Action item: Produce an exact copy of the lines from the line containing "Each <instance> block" through the last line of the entries below, and only those lines.
Segment Start: Material provided
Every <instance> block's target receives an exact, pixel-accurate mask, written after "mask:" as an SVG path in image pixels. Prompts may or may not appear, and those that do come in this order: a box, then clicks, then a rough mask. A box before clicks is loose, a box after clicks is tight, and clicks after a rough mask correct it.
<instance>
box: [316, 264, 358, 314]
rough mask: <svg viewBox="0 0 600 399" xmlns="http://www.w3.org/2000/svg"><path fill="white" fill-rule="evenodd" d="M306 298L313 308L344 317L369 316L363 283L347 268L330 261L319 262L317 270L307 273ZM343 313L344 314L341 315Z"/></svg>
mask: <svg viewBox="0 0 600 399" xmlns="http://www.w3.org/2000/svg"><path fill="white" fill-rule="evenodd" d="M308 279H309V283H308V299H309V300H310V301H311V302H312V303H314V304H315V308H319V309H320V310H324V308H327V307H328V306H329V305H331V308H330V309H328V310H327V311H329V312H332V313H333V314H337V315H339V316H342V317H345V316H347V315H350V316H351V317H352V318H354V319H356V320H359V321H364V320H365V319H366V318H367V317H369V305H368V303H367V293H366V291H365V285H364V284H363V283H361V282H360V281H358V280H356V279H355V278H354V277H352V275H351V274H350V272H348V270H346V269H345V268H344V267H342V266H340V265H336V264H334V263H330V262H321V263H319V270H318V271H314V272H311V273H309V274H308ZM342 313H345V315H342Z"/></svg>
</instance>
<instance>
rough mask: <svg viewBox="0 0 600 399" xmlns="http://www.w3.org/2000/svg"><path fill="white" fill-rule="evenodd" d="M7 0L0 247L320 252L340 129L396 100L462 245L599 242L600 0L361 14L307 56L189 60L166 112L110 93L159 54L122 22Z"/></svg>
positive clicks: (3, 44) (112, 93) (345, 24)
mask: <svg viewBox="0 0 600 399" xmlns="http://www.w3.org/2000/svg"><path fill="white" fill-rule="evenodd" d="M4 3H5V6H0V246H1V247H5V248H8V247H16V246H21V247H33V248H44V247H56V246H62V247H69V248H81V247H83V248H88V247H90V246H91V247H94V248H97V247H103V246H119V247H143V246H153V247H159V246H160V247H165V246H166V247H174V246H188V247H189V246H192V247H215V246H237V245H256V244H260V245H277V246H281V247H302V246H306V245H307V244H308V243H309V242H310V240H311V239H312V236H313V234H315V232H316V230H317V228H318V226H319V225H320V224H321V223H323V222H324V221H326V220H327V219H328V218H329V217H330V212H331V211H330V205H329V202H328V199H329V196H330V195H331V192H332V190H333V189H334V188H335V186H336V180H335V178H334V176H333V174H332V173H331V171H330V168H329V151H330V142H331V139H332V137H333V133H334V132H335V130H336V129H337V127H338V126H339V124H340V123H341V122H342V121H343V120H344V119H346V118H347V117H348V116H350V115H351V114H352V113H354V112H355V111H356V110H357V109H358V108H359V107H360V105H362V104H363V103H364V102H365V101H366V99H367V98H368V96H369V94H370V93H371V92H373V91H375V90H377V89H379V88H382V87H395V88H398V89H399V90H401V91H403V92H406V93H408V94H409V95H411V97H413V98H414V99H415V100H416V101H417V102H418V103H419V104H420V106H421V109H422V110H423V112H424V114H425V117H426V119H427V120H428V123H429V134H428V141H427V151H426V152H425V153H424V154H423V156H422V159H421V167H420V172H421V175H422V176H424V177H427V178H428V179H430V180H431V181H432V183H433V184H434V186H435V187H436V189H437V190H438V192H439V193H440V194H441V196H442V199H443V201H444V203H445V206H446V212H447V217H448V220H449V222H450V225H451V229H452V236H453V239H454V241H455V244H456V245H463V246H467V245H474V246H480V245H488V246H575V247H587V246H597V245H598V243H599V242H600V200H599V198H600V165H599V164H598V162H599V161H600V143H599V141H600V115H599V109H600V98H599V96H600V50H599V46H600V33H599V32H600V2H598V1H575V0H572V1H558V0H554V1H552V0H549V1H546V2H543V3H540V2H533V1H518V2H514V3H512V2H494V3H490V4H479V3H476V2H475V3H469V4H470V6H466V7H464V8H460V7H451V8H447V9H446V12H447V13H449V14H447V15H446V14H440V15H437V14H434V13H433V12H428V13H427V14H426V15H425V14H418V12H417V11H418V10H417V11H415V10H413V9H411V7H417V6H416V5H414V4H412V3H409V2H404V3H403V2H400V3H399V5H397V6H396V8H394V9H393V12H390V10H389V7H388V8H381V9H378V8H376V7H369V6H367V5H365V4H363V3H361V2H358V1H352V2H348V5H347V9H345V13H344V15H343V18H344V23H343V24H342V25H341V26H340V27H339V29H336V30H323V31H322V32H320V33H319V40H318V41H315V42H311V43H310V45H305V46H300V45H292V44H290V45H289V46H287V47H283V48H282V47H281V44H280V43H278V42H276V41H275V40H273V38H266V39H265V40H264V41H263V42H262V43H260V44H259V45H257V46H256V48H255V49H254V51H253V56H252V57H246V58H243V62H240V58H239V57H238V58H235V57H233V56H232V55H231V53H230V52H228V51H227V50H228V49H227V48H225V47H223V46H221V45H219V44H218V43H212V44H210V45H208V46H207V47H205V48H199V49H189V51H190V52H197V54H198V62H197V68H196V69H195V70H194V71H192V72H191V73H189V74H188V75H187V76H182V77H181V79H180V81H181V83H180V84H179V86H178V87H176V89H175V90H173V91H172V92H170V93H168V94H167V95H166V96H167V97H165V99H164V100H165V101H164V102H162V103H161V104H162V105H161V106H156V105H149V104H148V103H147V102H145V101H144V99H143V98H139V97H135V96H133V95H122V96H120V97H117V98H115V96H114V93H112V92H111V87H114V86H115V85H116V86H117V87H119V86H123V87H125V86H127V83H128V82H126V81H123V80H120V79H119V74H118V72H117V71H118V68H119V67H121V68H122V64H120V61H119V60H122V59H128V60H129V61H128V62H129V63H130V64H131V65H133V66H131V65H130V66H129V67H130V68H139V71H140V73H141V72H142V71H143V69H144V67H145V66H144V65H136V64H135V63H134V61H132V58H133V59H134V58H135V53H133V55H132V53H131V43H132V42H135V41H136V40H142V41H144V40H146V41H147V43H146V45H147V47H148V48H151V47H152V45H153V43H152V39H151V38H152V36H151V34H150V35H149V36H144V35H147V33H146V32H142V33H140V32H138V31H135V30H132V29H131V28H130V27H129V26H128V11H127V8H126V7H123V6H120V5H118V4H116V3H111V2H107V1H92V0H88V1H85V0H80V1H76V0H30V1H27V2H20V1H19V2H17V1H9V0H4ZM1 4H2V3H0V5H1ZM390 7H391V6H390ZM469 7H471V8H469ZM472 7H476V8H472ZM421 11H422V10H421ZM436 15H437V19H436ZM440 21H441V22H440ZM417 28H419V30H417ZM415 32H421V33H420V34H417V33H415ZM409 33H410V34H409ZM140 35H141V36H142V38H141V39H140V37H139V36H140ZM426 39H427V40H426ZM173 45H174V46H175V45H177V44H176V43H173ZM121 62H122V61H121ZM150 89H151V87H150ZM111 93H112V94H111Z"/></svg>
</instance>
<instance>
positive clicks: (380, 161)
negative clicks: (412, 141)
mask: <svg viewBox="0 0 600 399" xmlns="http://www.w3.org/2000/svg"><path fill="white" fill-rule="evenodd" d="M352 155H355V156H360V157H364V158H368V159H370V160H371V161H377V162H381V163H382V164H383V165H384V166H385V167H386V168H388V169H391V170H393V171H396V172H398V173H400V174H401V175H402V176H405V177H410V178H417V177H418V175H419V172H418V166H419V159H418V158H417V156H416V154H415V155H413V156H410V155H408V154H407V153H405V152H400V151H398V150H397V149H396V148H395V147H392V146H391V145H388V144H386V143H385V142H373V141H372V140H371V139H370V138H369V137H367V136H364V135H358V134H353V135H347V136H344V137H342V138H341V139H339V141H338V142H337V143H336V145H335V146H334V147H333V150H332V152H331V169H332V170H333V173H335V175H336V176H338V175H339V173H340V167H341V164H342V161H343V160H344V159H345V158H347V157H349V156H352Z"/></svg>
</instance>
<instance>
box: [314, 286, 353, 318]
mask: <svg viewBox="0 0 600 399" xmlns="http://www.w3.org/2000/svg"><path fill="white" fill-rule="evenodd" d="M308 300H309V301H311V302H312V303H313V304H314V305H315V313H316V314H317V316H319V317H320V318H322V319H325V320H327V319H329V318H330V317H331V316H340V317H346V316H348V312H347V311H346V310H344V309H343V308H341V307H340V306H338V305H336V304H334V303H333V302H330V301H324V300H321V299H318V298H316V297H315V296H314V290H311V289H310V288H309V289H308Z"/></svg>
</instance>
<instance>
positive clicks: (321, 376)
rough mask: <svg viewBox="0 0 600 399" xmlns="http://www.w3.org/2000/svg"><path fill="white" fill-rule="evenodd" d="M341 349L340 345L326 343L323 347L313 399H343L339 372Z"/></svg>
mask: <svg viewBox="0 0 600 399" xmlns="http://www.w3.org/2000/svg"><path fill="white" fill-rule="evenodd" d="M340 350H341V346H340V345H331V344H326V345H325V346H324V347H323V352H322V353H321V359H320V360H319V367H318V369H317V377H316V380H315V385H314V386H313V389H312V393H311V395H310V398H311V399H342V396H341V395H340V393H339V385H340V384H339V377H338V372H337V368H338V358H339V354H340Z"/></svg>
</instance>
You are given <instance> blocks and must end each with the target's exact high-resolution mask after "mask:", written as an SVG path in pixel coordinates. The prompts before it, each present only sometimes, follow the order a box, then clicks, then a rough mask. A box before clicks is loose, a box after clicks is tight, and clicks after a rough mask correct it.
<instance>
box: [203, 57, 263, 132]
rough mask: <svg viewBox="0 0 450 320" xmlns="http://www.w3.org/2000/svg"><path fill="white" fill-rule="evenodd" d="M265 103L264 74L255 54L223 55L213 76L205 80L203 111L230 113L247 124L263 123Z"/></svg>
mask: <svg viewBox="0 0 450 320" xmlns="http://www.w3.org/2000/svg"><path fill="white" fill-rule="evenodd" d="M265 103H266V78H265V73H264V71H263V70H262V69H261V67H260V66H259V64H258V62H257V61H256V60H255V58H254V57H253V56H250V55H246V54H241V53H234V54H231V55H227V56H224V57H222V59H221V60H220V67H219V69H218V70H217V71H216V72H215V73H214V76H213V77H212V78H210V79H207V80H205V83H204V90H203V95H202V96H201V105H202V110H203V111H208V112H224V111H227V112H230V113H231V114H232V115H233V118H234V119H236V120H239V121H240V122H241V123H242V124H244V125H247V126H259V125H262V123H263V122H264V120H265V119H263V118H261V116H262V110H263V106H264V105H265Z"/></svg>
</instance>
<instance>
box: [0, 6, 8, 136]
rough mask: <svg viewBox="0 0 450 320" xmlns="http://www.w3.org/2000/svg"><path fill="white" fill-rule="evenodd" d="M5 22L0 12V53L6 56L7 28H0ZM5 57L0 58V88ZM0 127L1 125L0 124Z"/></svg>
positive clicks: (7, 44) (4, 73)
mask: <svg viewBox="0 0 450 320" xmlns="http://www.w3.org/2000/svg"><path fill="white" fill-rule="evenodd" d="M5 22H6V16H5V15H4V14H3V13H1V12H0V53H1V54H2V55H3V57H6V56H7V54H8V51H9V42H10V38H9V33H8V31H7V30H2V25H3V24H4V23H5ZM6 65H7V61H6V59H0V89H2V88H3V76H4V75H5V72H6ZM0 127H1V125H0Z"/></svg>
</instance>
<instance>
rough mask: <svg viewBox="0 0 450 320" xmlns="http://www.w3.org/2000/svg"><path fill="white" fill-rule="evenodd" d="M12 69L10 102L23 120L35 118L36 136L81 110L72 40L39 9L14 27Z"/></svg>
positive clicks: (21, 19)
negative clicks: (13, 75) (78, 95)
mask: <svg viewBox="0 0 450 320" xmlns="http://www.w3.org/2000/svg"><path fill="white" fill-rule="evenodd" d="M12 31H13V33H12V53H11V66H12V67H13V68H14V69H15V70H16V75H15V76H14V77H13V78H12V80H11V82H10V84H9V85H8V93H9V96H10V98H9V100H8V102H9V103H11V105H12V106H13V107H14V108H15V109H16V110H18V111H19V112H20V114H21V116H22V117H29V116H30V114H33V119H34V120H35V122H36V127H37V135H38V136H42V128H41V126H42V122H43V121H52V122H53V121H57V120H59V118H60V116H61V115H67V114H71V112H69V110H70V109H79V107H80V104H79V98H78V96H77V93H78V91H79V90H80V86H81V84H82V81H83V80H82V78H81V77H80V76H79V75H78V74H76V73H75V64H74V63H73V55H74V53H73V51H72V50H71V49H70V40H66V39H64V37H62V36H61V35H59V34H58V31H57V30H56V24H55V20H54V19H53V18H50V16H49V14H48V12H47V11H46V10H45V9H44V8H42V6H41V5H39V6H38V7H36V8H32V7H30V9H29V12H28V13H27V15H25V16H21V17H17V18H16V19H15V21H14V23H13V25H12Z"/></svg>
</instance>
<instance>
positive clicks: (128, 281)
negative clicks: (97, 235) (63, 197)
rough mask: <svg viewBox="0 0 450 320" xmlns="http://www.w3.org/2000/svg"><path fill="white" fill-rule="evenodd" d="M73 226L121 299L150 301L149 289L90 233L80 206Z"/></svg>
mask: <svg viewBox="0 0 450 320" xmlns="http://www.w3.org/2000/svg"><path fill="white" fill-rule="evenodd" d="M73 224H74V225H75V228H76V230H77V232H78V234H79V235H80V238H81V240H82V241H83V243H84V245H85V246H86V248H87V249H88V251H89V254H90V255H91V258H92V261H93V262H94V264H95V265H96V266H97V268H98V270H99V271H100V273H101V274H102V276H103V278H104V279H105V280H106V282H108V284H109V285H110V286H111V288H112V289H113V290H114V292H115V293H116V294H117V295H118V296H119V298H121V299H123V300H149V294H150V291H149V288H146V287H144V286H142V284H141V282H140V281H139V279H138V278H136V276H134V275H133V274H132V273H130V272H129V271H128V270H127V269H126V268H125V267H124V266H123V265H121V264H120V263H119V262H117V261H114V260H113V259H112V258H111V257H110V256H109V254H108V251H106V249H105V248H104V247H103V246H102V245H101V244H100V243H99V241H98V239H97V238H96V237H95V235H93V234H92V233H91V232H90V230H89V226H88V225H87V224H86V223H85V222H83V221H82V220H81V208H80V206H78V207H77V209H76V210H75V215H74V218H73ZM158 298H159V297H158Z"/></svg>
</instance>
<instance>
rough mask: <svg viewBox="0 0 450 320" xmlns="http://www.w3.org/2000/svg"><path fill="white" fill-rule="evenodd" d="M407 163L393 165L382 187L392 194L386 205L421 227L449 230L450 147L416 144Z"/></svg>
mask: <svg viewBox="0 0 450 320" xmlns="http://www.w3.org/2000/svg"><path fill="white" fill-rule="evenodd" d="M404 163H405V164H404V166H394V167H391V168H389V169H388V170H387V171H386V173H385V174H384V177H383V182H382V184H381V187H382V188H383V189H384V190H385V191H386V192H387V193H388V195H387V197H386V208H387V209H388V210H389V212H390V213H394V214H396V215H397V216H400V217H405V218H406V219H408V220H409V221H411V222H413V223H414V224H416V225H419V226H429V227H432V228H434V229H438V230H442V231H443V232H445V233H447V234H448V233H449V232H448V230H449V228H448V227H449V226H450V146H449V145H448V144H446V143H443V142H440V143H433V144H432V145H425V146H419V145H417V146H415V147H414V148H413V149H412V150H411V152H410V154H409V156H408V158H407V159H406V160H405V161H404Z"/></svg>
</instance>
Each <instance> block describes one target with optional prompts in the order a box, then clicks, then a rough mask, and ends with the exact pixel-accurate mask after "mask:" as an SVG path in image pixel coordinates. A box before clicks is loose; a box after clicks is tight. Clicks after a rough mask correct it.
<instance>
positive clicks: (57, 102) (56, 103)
Segment End: Material provided
Response to the exercise:
Each <instance> block describes one target with optional prompts in the order a box, then clicks, then a rough mask, and ends with the exact pixel-accurate mask after "mask:" as an SVG path in image pixel coordinates. A box before clicks is loose; a box after clicks is tight. Clicks after a rough mask correct it.
<instance>
positive clicks: (57, 102) (56, 103)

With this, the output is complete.